___ Excerpt provided ___

AI-Generated Summary

Key Takeaways

  • Performance-focused governance: Reducing priorities from 40+ to just 4 measurable goals transformed San Jose's outcomes. Mahan secured 87% reelection by committing publicly to homelessness reduction, crime reduction, and street cleanliness — then measuring every dollar and staff hour against those goals. Governments that spread resources across hundreds of programs without accountability consistently spend more while delivering less, a pattern visible across California's $350 billion annual budget.
  • Homelessness cost efficiency: California was spending $1 million per door and taking six to seven years per housing project. San Jose shifted to prefabricated modular sleeping cabins and motel conversions, scaling shelter beds rapidly at dramatically lower cost. This approach reduced unsheltered homelessness by roughly one-third in four years, leading the state. The key reframe was targeting people living outside rather than attempting to solve all underlying societal inequality simultaneously.
  • Wealth tax mechanics backfire: A dozen European countries tried wealth taxes; the majority reversed them, with most seeing overall revenue decline. California's proposed version compounds problems by valuing founder shares at a 10x multiplier based on voting rights, potentially assessing illiquid paper wealth at inflated figures. Independent researchers estimate the proposal could reduce California's annual revenue by up to $25 billion, versus a one-time projected high-end gain of $100 billion.
  • Borrowing-against-assets tax loophole: Extremely wealthy individuals avoid income and capital gains taxes by taking no salary and instead borrowing against appreciated but unrealized assets at low interest rates. The borrowed funds function as spendable income while the underlying assets remain untaxed. Mahan argues this specific mechanism — not a broad wealth tax — is the logical reform target, suggesting a threshold at which borrowing against unrealized gains triggers a deemed capital gains realization.
  • Construction defect liability kills condos: California's expansive construction defect liability laws allow lawsuits up to a decade after project completion for minor issues like peeling paint, creating a profit center for trial lawyers. This makes financing and insuring for-sale multifamily buildings prohibitively risky, effectively eliminating condo construction statewide. California now has the lowest homeownership rate in the country, roughly 10 percentage points below the national average, removing the traditional entry-level path to building equity.

What It Covers

San Jose Mayor Matt Mahan, running for California governor as a Democrat, outlines a pragmatism-based governance framework addressing California's core failures: a 75% spending increase over six years with no proportional improvement in homelessness, housing affordability, public safety, or education outcomes, arguing that focus and performance accountability produce measurable results.

Key Questions Answered

  • Performance-focused governance: Reducing priorities from 40+ to just 4 measurable goals transformed San Jose's outcomes. Mahan secured 87% reelection by committing publicly to homelessness reduction, crime reduction, and street cleanliness — then measuring every dollar and staff hour against those goals. Governments that spread resources across hundreds of programs without accountability consistently spend more while delivering less, a pattern visible across California's $350 billion annual budget.
  • Homelessness cost efficiency: California was spending $1 million per door and taking six to seven years per housing project. San Jose shifted to prefabricated modular sleeping cabins and motel conversions, scaling shelter beds rapidly at dramatically lower cost. This approach reduced unsheltered homelessness by roughly one-third in four years, leading the state. The key reframe was targeting people living outside rather than attempting to solve all underlying societal inequality simultaneously.

___ Supplied records ___

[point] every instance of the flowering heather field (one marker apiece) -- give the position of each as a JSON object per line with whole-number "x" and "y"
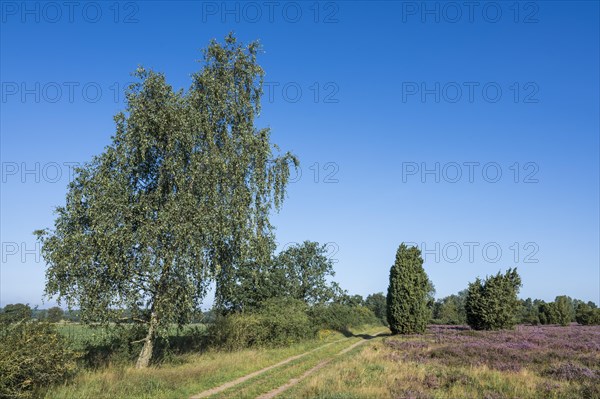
{"x": 456, "y": 362}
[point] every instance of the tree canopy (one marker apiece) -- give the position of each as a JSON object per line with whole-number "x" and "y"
{"x": 409, "y": 293}
{"x": 180, "y": 196}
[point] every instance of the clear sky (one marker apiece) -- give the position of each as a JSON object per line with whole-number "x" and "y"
{"x": 469, "y": 128}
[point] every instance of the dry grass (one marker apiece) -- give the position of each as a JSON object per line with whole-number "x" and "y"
{"x": 411, "y": 367}
{"x": 192, "y": 374}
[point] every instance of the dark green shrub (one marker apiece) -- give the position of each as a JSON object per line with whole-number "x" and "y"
{"x": 408, "y": 293}
{"x": 339, "y": 317}
{"x": 120, "y": 346}
{"x": 33, "y": 356}
{"x": 493, "y": 304}
{"x": 377, "y": 303}
{"x": 276, "y": 322}
{"x": 587, "y": 315}
{"x": 14, "y": 313}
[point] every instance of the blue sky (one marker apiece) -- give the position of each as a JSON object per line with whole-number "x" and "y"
{"x": 473, "y": 132}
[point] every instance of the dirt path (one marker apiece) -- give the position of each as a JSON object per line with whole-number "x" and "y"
{"x": 238, "y": 381}
{"x": 294, "y": 381}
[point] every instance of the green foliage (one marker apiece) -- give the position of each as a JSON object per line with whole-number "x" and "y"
{"x": 300, "y": 271}
{"x": 378, "y": 305}
{"x": 33, "y": 356}
{"x": 303, "y": 270}
{"x": 548, "y": 313}
{"x": 529, "y": 312}
{"x": 183, "y": 193}
{"x": 14, "y": 313}
{"x": 564, "y": 310}
{"x": 451, "y": 309}
{"x": 340, "y": 317}
{"x": 409, "y": 293}
{"x": 55, "y": 314}
{"x": 493, "y": 304}
{"x": 587, "y": 315}
{"x": 350, "y": 300}
{"x": 277, "y": 322}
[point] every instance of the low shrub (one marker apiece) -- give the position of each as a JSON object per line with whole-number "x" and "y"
{"x": 277, "y": 322}
{"x": 33, "y": 356}
{"x": 340, "y": 317}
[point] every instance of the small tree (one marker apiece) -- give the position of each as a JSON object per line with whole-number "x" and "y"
{"x": 13, "y": 313}
{"x": 377, "y": 304}
{"x": 408, "y": 293}
{"x": 564, "y": 310}
{"x": 586, "y": 314}
{"x": 493, "y": 304}
{"x": 55, "y": 314}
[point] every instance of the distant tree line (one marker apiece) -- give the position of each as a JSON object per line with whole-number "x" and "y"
{"x": 563, "y": 310}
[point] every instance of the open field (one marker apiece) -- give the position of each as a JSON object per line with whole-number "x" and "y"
{"x": 447, "y": 362}
{"x": 192, "y": 374}
{"x": 455, "y": 362}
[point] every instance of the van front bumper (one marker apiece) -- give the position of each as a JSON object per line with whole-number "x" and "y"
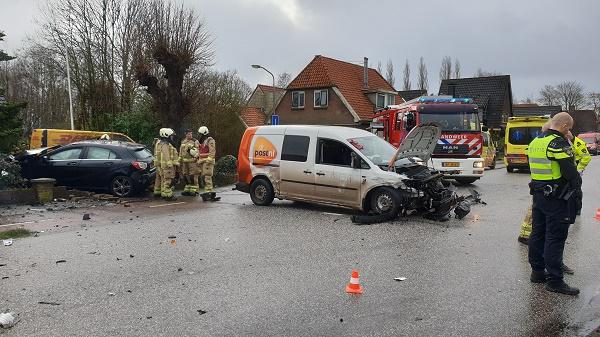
{"x": 460, "y": 167}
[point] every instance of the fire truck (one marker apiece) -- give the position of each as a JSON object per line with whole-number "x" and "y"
{"x": 458, "y": 151}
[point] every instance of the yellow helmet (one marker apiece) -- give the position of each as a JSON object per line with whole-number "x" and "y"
{"x": 203, "y": 130}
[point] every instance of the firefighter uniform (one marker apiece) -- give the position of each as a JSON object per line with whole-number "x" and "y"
{"x": 167, "y": 161}
{"x": 554, "y": 179}
{"x": 208, "y": 152}
{"x": 188, "y": 152}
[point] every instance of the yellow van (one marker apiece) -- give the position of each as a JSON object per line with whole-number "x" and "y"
{"x": 520, "y": 131}
{"x": 52, "y": 137}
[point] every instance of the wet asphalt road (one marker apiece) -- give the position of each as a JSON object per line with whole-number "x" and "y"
{"x": 237, "y": 269}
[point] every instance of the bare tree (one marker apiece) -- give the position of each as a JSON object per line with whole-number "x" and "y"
{"x": 446, "y": 68}
{"x": 457, "y": 68}
{"x": 422, "y": 81}
{"x": 406, "y": 80}
{"x": 283, "y": 80}
{"x": 389, "y": 73}
{"x": 176, "y": 41}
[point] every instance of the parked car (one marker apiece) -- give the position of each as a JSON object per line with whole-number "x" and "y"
{"x": 344, "y": 167}
{"x": 121, "y": 168}
{"x": 592, "y": 141}
{"x": 488, "y": 152}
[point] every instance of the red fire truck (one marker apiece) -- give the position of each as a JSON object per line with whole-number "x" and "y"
{"x": 458, "y": 151}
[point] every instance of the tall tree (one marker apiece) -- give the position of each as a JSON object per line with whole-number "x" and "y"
{"x": 175, "y": 40}
{"x": 457, "y": 68}
{"x": 446, "y": 68}
{"x": 389, "y": 73}
{"x": 422, "y": 81}
{"x": 283, "y": 80}
{"x": 406, "y": 79}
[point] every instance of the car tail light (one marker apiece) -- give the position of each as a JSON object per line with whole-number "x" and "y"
{"x": 139, "y": 165}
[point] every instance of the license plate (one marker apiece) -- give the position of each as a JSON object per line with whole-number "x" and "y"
{"x": 450, "y": 164}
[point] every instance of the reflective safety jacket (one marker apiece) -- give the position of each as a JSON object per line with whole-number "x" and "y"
{"x": 184, "y": 150}
{"x": 166, "y": 155}
{"x": 208, "y": 150}
{"x": 545, "y": 152}
{"x": 582, "y": 156}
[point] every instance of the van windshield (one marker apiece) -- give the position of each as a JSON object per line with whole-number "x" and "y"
{"x": 376, "y": 149}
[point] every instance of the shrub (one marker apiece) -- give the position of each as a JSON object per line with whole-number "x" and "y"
{"x": 10, "y": 173}
{"x": 225, "y": 172}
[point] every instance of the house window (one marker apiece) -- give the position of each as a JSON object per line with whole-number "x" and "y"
{"x": 321, "y": 98}
{"x": 297, "y": 99}
{"x": 380, "y": 101}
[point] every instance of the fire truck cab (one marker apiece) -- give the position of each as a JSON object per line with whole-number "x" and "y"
{"x": 458, "y": 152}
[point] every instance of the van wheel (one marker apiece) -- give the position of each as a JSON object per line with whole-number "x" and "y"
{"x": 261, "y": 192}
{"x": 386, "y": 200}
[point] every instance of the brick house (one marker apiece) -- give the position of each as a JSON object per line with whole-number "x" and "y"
{"x": 333, "y": 92}
{"x": 260, "y": 105}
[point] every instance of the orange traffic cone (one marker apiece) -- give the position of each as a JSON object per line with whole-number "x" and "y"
{"x": 354, "y": 286}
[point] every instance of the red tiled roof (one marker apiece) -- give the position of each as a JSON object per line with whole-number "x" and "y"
{"x": 327, "y": 72}
{"x": 253, "y": 116}
{"x": 268, "y": 88}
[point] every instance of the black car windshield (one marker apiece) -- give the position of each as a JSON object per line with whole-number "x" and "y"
{"x": 376, "y": 149}
{"x": 455, "y": 121}
{"x": 142, "y": 153}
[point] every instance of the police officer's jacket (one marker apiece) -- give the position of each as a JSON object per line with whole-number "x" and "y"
{"x": 551, "y": 161}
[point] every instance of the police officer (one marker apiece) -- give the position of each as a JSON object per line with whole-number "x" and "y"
{"x": 554, "y": 178}
{"x": 188, "y": 152}
{"x": 166, "y": 161}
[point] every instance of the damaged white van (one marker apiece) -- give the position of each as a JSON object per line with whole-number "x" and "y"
{"x": 343, "y": 167}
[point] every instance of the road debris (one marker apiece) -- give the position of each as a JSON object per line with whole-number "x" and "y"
{"x": 48, "y": 303}
{"x": 8, "y": 320}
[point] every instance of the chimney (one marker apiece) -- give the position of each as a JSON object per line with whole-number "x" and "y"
{"x": 366, "y": 74}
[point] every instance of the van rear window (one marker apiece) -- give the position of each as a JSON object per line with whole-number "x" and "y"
{"x": 295, "y": 148}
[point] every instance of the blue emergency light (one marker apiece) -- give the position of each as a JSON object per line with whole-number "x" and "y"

___

Given request A:
Using the Matt Mahan summary, answer each question:
(i) To how many measurable goals did San Jose cut its priorities?
(ii) By roughly how much did unsheltered homelessness fall in San Jose, and over how many years?
(iii) How far below the national average is California's homeownership rate?
Given request B: Transcribe the passage of the Matt Mahan summary that begins at the words "San Jose Mayor" and ends after the words "produce measurable results.".
Use only the Matt Mahan summary, not the data, for what comes next.

Correct output A:
(i) Four
(ii) By roughly one-third, over four years
(iii) Roughly 10 percentage points

Correct output B:
San Jose Mayor Matt Mahan, running for California governor as a Democrat, outlines a pragmatism-based governance framework addressing California's core failures: a 75% spending increase over six years with no proportional improvement in homelessness, housing affordability, public safety, or education outcomes, arguing that focus and performance accountability produce measurable results.